## Exercise details
Give back exactly the lines of the material below, starting with the line with "Target: tall tree" and going on through the line with "pixel 104 98".

## Extracted information
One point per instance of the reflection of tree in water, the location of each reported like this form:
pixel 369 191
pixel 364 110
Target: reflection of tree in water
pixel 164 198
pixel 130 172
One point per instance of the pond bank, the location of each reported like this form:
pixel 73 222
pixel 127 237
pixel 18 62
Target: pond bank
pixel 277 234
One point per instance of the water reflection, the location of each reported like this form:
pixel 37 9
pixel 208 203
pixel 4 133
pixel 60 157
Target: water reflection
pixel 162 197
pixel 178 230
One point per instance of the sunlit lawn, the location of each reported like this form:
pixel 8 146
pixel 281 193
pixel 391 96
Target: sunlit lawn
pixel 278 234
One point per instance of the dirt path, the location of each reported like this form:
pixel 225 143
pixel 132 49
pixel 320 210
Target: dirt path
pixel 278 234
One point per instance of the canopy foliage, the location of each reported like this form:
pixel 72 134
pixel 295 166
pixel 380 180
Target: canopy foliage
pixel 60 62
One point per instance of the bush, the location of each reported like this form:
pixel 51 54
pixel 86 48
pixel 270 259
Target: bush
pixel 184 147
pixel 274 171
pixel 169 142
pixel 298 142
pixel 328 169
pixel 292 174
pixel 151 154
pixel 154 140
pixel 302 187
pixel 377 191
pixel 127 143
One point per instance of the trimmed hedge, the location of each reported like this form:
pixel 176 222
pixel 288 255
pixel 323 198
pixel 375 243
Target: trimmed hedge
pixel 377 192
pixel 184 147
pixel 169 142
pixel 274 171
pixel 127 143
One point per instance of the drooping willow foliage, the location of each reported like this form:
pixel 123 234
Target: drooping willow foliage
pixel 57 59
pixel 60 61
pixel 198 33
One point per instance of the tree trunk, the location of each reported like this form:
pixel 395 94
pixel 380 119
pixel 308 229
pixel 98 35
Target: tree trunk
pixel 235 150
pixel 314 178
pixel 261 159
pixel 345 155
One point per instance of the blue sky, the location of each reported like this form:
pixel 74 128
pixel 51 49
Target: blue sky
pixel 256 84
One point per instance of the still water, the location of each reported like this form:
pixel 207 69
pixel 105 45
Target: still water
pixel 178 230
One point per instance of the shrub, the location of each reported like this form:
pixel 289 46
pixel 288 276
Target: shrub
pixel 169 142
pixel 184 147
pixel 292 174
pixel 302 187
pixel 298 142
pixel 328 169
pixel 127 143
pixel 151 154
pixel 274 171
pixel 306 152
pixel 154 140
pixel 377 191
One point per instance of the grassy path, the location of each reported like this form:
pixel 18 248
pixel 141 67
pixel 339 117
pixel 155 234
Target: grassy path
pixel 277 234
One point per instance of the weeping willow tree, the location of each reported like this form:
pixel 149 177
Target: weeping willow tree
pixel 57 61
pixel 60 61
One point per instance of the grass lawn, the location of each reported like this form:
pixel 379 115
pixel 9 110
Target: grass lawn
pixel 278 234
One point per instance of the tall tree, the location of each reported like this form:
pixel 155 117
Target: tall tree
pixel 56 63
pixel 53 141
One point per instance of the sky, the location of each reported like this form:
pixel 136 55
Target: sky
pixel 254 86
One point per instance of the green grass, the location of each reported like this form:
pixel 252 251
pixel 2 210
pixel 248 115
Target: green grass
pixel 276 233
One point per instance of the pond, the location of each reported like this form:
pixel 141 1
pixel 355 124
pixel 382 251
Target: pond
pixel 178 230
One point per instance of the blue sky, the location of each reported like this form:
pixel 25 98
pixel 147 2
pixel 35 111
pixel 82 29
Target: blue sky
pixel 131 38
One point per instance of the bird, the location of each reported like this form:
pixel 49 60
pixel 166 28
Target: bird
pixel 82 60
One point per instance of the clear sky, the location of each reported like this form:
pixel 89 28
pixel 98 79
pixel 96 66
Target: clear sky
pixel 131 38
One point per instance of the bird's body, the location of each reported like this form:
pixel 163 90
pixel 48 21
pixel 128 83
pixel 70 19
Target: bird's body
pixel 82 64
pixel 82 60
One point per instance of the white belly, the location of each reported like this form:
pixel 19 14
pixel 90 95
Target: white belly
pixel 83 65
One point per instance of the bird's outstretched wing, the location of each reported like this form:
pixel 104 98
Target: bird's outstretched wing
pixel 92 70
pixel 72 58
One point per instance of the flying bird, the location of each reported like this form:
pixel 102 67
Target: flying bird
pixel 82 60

==

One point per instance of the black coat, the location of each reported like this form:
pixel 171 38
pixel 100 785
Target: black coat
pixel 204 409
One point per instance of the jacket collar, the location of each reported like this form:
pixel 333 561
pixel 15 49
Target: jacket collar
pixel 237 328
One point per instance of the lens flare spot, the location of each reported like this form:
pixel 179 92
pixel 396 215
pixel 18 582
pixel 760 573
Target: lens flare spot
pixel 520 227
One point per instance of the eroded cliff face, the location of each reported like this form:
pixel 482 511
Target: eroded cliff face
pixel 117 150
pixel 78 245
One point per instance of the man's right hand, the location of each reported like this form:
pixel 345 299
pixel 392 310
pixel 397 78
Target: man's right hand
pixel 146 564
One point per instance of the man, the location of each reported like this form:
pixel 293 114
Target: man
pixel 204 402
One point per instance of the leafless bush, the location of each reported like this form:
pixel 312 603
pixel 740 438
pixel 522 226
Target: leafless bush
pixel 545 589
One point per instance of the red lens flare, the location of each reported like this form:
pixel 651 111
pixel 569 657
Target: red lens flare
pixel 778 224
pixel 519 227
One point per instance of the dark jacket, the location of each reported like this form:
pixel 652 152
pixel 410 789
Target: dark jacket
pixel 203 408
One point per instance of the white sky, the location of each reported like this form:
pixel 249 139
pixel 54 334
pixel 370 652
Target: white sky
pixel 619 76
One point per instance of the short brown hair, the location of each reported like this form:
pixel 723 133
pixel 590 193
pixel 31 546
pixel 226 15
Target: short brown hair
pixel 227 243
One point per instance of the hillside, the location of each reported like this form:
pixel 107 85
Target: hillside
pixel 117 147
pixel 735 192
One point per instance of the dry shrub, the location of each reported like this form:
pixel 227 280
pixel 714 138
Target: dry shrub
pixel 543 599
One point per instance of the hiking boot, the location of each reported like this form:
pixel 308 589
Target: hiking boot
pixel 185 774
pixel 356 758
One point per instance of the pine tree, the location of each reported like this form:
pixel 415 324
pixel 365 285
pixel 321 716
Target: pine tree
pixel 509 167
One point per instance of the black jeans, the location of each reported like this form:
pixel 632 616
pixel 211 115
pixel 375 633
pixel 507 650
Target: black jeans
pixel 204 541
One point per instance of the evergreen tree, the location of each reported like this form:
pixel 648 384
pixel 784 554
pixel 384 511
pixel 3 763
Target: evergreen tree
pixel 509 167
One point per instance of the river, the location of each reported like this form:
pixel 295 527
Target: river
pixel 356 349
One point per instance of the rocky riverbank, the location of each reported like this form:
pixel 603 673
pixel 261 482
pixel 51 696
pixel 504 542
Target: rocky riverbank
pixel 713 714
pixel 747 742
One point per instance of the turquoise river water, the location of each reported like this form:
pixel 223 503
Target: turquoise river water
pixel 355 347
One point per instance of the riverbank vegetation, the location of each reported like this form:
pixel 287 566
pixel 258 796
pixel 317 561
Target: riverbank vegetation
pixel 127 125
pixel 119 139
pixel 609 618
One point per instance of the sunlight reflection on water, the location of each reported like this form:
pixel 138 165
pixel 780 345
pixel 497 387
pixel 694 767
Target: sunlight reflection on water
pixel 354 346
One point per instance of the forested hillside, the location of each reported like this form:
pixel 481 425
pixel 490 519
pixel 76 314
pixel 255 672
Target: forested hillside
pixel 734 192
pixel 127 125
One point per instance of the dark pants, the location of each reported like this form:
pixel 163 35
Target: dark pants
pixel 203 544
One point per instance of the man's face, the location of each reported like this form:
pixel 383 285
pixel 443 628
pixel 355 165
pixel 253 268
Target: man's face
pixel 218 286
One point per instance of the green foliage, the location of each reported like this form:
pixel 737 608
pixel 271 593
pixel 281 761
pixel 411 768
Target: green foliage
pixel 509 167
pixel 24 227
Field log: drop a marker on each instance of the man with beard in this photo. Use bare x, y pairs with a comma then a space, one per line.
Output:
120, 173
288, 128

## Output for this task
Target: tall tree
pixel 56 63
pixel 53 141
One point per instance of the sky, the location of each reported like this form:
pixel 136 55
Target: sky
pixel 254 86
One point per instance of the green grass, the location of each reported like this form:
pixel 252 251
pixel 2 210
pixel 248 115
Target: green grass
pixel 276 233
One point per instance of the pond, the location of each reported like this form:
pixel 141 1
pixel 355 124
pixel 382 251
Target: pond
pixel 178 230
One point per instance of the blue sky, the location of each reported like this form:
pixel 25 98
pixel 147 2
pixel 35 111
pixel 82 29
Target: blue sky
pixel 131 38
One point per instance of the bird, the location of each reported like this form:
pixel 49 60
pixel 166 28
Target: bird
pixel 82 60
One point per instance of the clear sky, the location of each reported like this form:
pixel 89 28
pixel 98 79
pixel 96 66
Target: clear sky
pixel 131 38
One point per instance of the bird's body, the location of each reported like this form:
pixel 163 90
pixel 48 21
pixel 128 83
pixel 70 19
Target: bird's body
pixel 82 64
pixel 82 60
One point per instance of the white belly, the location of each reported like this form:
pixel 19 14
pixel 90 95
Target: white belly
pixel 83 65
One point per instance of the bird's outstretched wing, the location of each reported like this form:
pixel 104 98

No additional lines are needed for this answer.